== Document passage ==
Easing financial worries through estate planning
A will or trust can be much more than just a means to leave wealth to younger generations
The prevailing view of estate planning is that it is a tool used by wealthy individuals and families to minimize estate taxes. It is true that certain trusts, estate reduction methods, and other legal options exist for those who are seeking to maximize the dollar amount they can leave to heirs and beneficiaries. However, estate planning is not just a means to provide more – it is also a means to ensure that what is provided goes towards the wellbeing of beneficiaries, not just the wellbeing of a bank account.
That is why estate planning is important for all families, not just those above the federal estate tax exemption of $5 million. Using money well is more important in many cases than having a lot of it – wealth can be squandered, after all. Some of the richest Americans have decided not to leave their fortunes to younger generations because of the fear of what too much money can do to the young. Texas oil baron T. Boone Pickens has long held that inherited wealth can do more harm than good, and Warren Buffet believes children should have enough wealth to do what they want, but not enough wealth that they can do nothing.
For an 18 year-old, wealth can be relative. In some cases $50,000 can cause as many problems as millions in the bank.

Object point labels
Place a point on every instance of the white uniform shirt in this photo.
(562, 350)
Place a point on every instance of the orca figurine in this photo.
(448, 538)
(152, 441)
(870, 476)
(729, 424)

== Requirements ==
• 1. How would you condense the paragraph starting "That is why estate planning is important" in the estate planning article while keeping its main facts?
• 2. Would you carry the estate planning article on past its final sentence?

== Results for each task ==
• 1. Estate planning matters for all families, not only those above the $5 million federal estate tax exemption, because using money well often matters more than having a lot of it, and wealth can be squandered. Fearing what too much money can do to the young, some of the richest Americans have chosen not to leave their fortunes to younger generations. Texas oil baron T. Boone Pickens holds that inherited wealth can do more harm than good. Warren Buffet believes children should have enough wealth to do what they want but not enough to do nothing.

• 2.
That is why a trust can dictate how money left to heirs can be spent. A trust may require a beneficiary to further an education to obtain funds, for example, or only be used to purchase a home. Under state law, a child can inherit money when they turn 18, which most people agree can be a difficult time to manage money responsibly. A trust, on the other hand, can allow a beneficiary to inherit wealth when they turn 25, or even 35.
While money is important, when people consider what to leave younger generations, more often than not they want to pass down values, personal experiences and contributions to society. An estate plan can take into account the values learned over a lifetime of hard work and savings and reflect those values in how an estate is distributed.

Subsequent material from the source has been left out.